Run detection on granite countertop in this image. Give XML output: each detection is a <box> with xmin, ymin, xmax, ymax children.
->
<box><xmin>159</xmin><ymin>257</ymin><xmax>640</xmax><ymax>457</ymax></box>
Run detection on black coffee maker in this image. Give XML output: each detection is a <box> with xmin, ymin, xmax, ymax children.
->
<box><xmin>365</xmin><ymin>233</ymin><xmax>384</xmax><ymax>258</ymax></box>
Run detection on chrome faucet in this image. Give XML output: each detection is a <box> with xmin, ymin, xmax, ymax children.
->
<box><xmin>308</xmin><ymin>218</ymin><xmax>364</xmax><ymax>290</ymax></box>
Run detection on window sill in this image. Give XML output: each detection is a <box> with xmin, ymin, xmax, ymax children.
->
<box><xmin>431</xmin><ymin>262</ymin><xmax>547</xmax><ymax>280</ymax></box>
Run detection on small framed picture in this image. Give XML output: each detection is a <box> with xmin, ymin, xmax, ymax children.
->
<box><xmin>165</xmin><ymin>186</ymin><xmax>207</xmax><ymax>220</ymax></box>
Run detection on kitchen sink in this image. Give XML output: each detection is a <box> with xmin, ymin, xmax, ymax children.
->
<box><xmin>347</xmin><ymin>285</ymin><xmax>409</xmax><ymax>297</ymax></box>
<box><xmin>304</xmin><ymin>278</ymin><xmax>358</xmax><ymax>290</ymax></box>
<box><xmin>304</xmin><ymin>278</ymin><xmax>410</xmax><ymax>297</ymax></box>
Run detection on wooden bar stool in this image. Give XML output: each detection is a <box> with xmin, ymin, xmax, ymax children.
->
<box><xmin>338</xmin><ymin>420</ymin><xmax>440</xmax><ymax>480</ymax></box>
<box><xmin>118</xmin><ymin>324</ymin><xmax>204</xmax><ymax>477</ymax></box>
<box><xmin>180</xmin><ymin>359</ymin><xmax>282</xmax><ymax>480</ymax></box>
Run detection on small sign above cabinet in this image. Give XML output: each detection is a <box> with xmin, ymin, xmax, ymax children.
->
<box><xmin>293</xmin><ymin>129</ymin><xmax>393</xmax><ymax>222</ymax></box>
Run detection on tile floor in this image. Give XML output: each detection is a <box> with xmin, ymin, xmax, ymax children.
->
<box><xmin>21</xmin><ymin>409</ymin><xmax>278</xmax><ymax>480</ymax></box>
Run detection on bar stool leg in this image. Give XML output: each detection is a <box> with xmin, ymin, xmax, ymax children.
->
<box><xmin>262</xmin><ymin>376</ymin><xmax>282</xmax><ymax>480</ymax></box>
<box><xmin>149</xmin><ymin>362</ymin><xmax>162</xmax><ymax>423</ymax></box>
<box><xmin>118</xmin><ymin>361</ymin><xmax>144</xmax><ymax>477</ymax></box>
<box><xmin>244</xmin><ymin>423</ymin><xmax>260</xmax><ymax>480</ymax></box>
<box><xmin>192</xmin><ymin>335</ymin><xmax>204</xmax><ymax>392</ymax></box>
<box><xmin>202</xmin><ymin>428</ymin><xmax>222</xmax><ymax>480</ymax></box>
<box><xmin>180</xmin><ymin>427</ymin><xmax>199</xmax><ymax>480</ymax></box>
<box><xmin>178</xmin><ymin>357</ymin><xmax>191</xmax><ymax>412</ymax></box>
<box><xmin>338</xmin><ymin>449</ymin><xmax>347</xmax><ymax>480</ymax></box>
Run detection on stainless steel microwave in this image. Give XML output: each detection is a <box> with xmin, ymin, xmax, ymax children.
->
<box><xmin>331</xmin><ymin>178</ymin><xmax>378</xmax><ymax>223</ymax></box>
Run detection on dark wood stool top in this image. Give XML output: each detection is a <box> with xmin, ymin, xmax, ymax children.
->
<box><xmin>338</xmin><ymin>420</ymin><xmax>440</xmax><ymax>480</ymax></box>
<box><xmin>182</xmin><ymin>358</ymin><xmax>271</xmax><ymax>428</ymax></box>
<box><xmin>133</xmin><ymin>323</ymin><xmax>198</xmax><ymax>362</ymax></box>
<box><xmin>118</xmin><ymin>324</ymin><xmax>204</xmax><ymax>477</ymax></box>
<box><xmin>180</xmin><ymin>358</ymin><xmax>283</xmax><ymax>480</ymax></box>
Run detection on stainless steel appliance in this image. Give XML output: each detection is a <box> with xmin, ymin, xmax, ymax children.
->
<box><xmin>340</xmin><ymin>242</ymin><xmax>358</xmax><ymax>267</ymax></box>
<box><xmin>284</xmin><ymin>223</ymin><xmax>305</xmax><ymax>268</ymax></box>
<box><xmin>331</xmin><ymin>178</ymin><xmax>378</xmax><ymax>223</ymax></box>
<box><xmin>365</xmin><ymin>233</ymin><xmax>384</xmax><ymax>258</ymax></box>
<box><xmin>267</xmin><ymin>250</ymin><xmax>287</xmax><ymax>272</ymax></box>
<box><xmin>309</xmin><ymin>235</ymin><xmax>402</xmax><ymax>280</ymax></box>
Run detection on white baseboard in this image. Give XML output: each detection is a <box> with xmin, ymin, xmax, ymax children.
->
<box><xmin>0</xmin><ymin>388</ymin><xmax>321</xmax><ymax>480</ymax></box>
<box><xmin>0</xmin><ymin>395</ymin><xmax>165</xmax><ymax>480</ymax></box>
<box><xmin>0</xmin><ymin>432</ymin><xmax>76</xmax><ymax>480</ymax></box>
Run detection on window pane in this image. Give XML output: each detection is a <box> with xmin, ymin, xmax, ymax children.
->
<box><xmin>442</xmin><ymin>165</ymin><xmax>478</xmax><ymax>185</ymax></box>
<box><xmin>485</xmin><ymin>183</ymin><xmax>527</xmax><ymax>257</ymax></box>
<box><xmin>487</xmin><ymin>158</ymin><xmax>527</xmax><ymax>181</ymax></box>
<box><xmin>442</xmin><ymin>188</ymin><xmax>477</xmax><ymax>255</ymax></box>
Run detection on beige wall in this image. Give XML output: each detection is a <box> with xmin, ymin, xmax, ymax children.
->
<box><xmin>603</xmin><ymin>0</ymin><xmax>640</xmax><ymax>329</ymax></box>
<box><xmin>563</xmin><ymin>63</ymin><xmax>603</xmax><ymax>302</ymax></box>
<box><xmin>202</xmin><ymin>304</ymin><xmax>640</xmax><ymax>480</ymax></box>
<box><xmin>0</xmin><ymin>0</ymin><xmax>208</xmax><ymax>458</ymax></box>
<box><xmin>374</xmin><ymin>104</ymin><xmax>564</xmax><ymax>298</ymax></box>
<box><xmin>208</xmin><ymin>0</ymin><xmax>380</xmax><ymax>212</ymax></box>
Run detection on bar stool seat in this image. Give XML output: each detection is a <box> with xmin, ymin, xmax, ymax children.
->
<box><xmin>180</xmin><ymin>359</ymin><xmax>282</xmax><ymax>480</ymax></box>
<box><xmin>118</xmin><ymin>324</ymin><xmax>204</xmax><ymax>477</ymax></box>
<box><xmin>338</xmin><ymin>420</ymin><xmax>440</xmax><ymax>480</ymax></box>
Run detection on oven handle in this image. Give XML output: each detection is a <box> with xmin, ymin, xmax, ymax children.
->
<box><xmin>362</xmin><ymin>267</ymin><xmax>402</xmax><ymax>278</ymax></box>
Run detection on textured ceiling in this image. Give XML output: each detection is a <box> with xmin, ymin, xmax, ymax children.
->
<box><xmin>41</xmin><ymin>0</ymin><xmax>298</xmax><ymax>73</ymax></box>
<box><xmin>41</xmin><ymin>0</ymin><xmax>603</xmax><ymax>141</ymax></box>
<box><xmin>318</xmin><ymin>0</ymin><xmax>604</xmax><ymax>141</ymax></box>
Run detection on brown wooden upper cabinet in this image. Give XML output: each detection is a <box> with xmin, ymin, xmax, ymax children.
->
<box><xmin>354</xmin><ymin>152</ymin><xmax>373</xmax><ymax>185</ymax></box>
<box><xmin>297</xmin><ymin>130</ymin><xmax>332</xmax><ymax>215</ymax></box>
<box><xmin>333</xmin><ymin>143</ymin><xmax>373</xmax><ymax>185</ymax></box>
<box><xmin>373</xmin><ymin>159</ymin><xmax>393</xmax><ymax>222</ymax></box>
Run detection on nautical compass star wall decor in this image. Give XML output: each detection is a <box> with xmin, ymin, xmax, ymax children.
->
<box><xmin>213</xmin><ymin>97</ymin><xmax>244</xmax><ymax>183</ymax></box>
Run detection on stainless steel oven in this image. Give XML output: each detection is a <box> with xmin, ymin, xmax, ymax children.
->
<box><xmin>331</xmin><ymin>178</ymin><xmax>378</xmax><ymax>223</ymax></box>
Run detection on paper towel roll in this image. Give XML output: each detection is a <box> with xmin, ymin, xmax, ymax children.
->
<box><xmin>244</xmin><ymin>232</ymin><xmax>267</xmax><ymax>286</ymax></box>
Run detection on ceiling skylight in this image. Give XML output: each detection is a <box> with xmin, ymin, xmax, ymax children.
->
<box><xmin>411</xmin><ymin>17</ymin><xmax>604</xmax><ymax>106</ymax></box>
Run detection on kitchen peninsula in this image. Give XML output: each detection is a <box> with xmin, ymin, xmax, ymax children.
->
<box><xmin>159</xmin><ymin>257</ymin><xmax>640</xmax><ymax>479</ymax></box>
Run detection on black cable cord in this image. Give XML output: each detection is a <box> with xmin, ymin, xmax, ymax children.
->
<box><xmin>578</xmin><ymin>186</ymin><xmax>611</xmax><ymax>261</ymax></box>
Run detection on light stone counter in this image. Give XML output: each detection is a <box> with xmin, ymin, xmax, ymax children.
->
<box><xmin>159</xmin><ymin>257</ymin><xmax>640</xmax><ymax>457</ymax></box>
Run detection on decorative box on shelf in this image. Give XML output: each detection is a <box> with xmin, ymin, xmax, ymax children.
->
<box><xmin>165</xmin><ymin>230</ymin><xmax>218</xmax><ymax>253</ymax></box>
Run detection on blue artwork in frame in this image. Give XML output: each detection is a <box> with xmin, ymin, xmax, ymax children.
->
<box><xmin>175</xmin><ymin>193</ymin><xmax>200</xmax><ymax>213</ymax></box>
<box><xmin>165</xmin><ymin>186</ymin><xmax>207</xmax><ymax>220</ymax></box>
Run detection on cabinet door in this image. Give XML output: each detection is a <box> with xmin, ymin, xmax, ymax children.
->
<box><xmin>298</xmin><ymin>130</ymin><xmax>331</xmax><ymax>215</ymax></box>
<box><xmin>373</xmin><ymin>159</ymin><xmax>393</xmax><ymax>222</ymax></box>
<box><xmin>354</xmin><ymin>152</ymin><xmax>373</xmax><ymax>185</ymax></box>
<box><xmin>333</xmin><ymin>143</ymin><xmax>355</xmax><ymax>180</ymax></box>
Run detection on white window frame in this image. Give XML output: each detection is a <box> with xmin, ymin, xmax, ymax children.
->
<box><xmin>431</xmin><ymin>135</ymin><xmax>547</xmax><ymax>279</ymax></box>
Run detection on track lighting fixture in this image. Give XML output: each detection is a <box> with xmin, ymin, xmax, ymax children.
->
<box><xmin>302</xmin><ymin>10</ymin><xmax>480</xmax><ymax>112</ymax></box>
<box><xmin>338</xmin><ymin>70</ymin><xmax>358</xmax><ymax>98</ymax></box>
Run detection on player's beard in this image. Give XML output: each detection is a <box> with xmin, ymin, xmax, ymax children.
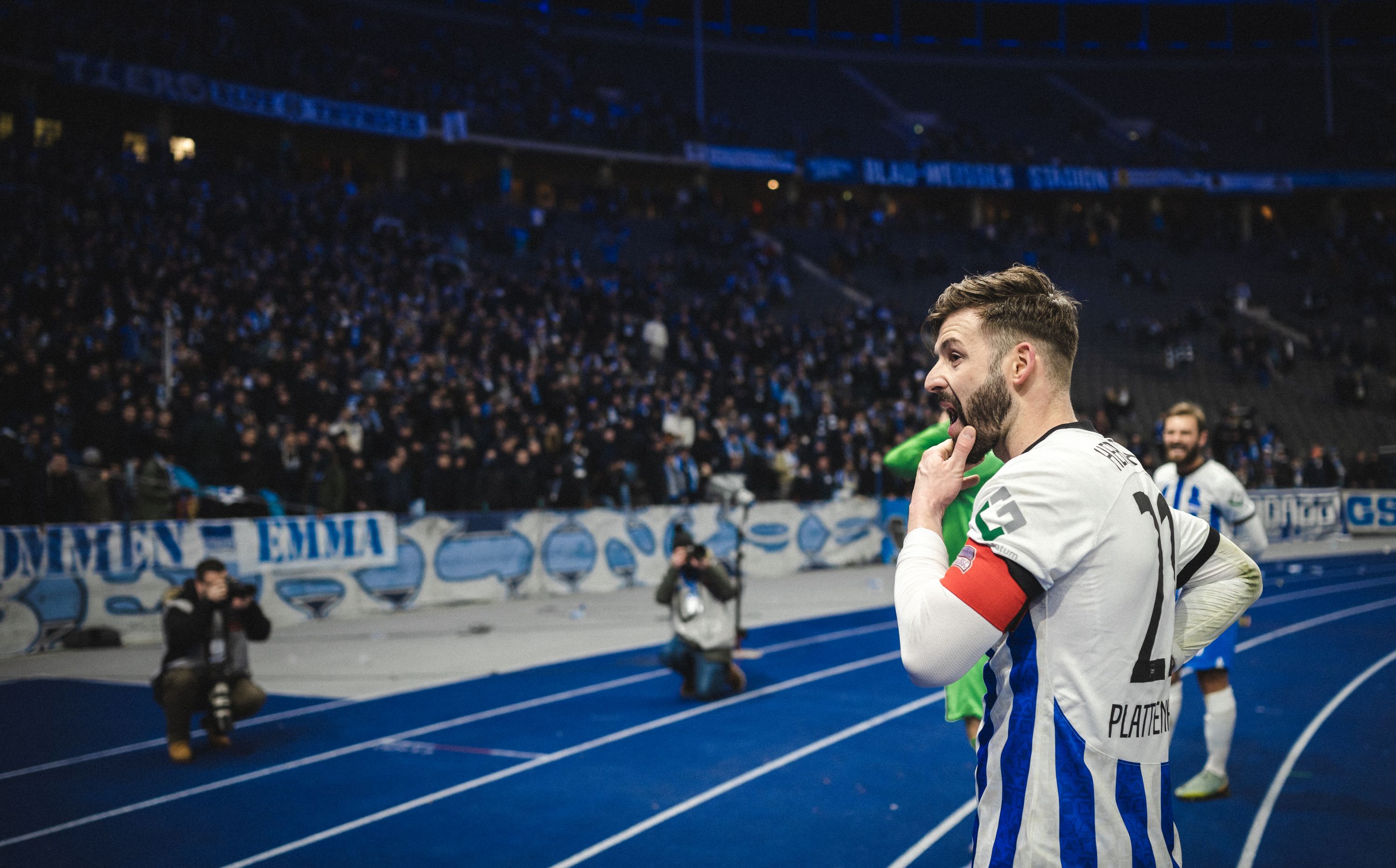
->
<box><xmin>945</xmin><ymin>371</ymin><xmax>1013</xmax><ymax>467</ymax></box>
<box><xmin>1168</xmin><ymin>442</ymin><xmax>1202</xmax><ymax>467</ymax></box>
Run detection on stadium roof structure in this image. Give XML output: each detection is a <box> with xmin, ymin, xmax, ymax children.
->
<box><xmin>427</xmin><ymin>0</ymin><xmax>1396</xmax><ymax>54</ymax></box>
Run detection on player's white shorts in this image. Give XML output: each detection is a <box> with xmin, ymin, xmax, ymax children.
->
<box><xmin>1182</xmin><ymin>624</ymin><xmax>1241</xmax><ymax>675</ymax></box>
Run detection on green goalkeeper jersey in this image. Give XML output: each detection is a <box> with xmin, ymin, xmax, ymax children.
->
<box><xmin>882</xmin><ymin>421</ymin><xmax>1004</xmax><ymax>720</ymax></box>
<box><xmin>882</xmin><ymin>421</ymin><xmax>1004</xmax><ymax>564</ymax></box>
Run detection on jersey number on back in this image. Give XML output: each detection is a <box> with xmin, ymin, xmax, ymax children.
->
<box><xmin>1129</xmin><ymin>491</ymin><xmax>1178</xmax><ymax>684</ymax></box>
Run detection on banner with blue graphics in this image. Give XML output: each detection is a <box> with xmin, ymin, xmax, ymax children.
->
<box><xmin>1247</xmin><ymin>488</ymin><xmax>1343</xmax><ymax>543</ymax></box>
<box><xmin>0</xmin><ymin>498</ymin><xmax>884</xmax><ymax>654</ymax></box>
<box><xmin>57</xmin><ymin>52</ymin><xmax>427</xmax><ymax>138</ymax></box>
<box><xmin>1343</xmin><ymin>490</ymin><xmax>1396</xmax><ymax>536</ymax></box>
<box><xmin>0</xmin><ymin>512</ymin><xmax>398</xmax><ymax>654</ymax></box>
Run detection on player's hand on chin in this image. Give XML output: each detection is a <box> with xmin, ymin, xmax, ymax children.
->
<box><xmin>906</xmin><ymin>427</ymin><xmax>979</xmax><ymax>533</ymax></box>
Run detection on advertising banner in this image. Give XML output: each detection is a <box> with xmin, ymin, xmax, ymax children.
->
<box><xmin>1343</xmin><ymin>488</ymin><xmax>1396</xmax><ymax>536</ymax></box>
<box><xmin>0</xmin><ymin>498</ymin><xmax>882</xmax><ymax>654</ymax></box>
<box><xmin>684</xmin><ymin>142</ymin><xmax>796</xmax><ymax>174</ymax></box>
<box><xmin>57</xmin><ymin>52</ymin><xmax>427</xmax><ymax>138</ymax></box>
<box><xmin>1027</xmin><ymin>166</ymin><xmax>1110</xmax><ymax>193</ymax></box>
<box><xmin>0</xmin><ymin>512</ymin><xmax>398</xmax><ymax>654</ymax></box>
<box><xmin>1247</xmin><ymin>488</ymin><xmax>1343</xmax><ymax>543</ymax></box>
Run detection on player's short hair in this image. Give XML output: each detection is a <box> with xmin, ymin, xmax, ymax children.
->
<box><xmin>921</xmin><ymin>265</ymin><xmax>1081</xmax><ymax>385</ymax></box>
<box><xmin>1163</xmin><ymin>401</ymin><xmax>1208</xmax><ymax>434</ymax></box>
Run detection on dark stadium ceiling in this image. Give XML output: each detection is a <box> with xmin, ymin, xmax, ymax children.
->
<box><xmin>430</xmin><ymin>0</ymin><xmax>1396</xmax><ymax>53</ymax></box>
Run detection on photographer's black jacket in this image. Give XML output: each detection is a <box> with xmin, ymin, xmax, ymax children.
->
<box><xmin>161</xmin><ymin>579</ymin><xmax>271</xmax><ymax>671</ymax></box>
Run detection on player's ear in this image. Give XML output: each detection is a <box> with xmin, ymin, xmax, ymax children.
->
<box><xmin>1007</xmin><ymin>341</ymin><xmax>1043</xmax><ymax>385</ymax></box>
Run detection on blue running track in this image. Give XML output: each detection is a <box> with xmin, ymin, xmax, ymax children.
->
<box><xmin>0</xmin><ymin>555</ymin><xmax>1396</xmax><ymax>868</ymax></box>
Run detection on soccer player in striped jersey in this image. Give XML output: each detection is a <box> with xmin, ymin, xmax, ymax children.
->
<box><xmin>895</xmin><ymin>265</ymin><xmax>1261</xmax><ymax>868</ymax></box>
<box><xmin>1153</xmin><ymin>402</ymin><xmax>1268</xmax><ymax>801</ymax></box>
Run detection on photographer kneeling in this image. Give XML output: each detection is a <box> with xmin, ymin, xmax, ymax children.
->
<box><xmin>655</xmin><ymin>527</ymin><xmax>747</xmax><ymax>702</ymax></box>
<box><xmin>152</xmin><ymin>558</ymin><xmax>271</xmax><ymax>762</ymax></box>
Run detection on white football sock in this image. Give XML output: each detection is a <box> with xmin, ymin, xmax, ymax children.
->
<box><xmin>1202</xmin><ymin>685</ymin><xmax>1235</xmax><ymax>775</ymax></box>
<box><xmin>1168</xmin><ymin>678</ymin><xmax>1182</xmax><ymax>744</ymax></box>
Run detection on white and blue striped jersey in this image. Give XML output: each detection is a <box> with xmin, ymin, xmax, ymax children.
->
<box><xmin>1153</xmin><ymin>459</ymin><xmax>1255</xmax><ymax>539</ymax></box>
<box><xmin>970</xmin><ymin>423</ymin><xmax>1217</xmax><ymax>868</ymax></box>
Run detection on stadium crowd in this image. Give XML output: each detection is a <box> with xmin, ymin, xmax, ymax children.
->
<box><xmin>0</xmin><ymin>142</ymin><xmax>1378</xmax><ymax>523</ymax></box>
<box><xmin>0</xmin><ymin>149</ymin><xmax>928</xmax><ymax>523</ymax></box>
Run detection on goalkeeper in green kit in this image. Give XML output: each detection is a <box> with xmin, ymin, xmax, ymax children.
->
<box><xmin>882</xmin><ymin>419</ymin><xmax>1004</xmax><ymax>745</ymax></box>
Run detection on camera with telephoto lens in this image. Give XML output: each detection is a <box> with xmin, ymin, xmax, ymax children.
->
<box><xmin>208</xmin><ymin>576</ymin><xmax>257</xmax><ymax>735</ymax></box>
<box><xmin>228</xmin><ymin>576</ymin><xmax>257</xmax><ymax>600</ymax></box>
<box><xmin>208</xmin><ymin>678</ymin><xmax>233</xmax><ymax>735</ymax></box>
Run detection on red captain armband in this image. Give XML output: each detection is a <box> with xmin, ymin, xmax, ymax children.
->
<box><xmin>941</xmin><ymin>540</ymin><xmax>1043</xmax><ymax>631</ymax></box>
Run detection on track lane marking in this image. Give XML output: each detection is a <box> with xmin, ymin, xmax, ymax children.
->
<box><xmin>1251</xmin><ymin>576</ymin><xmax>1396</xmax><ymax>608</ymax></box>
<box><xmin>1235</xmin><ymin>597</ymin><xmax>1396</xmax><ymax>653</ymax></box>
<box><xmin>551</xmin><ymin>691</ymin><xmax>945</xmax><ymax>868</ymax></box>
<box><xmin>0</xmin><ymin>621</ymin><xmax>896</xmax><ymax>787</ymax></box>
<box><xmin>886</xmin><ymin>798</ymin><xmax>979</xmax><ymax>868</ymax></box>
<box><xmin>1235</xmin><ymin>650</ymin><xmax>1396</xmax><ymax>868</ymax></box>
<box><xmin>212</xmin><ymin>650</ymin><xmax>899</xmax><ymax>868</ymax></box>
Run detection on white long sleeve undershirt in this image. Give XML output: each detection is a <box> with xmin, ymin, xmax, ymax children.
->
<box><xmin>1173</xmin><ymin>536</ymin><xmax>1262</xmax><ymax>666</ymax></box>
<box><xmin>893</xmin><ymin>527</ymin><xmax>1002</xmax><ymax>687</ymax></box>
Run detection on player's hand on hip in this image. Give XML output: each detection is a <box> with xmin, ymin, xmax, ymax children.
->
<box><xmin>906</xmin><ymin>427</ymin><xmax>979</xmax><ymax>533</ymax></box>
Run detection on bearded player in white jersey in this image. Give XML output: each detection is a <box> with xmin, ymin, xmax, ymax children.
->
<box><xmin>1153</xmin><ymin>402</ymin><xmax>1268</xmax><ymax>801</ymax></box>
<box><xmin>895</xmin><ymin>265</ymin><xmax>1261</xmax><ymax>868</ymax></box>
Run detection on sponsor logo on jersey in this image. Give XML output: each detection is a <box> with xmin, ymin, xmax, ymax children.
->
<box><xmin>974</xmin><ymin>488</ymin><xmax>1027</xmax><ymax>543</ymax></box>
<box><xmin>1093</xmin><ymin>437</ymin><xmax>1139</xmax><ymax>470</ymax></box>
——————
- _GIVEN PROBLEM_: Gather each line of the material above that contains the word "steel" and list those lines in their original order.

- _WRITTEN SOLUTION_:
Run detection on stainless steel microwave in this image. Give XML output: each detection is a <box> with xmin, ymin, xmax, ymax children.
Run detection on stainless steel appliance in this image. Give XML output: each detection is a <box> with xmin, ymin, xmax, ymax children.
Run detection on stainless steel oven in this image. Give XML output: each detection is a <box> with xmin, ymin, xmax, ymax children.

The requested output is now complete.